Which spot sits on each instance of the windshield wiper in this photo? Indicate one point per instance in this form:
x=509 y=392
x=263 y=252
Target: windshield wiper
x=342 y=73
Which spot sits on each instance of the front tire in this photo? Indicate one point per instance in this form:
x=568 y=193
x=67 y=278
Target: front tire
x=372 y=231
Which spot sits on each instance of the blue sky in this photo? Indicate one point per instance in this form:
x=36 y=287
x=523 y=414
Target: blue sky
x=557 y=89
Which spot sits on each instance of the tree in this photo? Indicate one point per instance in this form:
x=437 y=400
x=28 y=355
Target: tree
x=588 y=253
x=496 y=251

▶ _Exercise_: Rewrite all the rows above, replacing "Indicate" with "Mark" and leaving everything else the same.

▶ _Complete response_:
Which spot sits on each instance of the windshield wiper in this photo? Mark one point per instance in this form:
x=509 y=392
x=263 y=252
Target: windshield wiper
x=342 y=73
Which spot sits on each instance of the front tire in this photo? Mark one point per instance in this form:
x=568 y=193
x=67 y=278
Target: front tire
x=372 y=231
Which spot sits on each instance of the blue sky in this photo? Mark one point per instance in this form:
x=36 y=287
x=523 y=414
Target: blue sky
x=557 y=89
Which spot sits on each instance of the tree in this photo? Mark one point per instance in this form:
x=437 y=400
x=28 y=355
Target: tree
x=588 y=253
x=496 y=251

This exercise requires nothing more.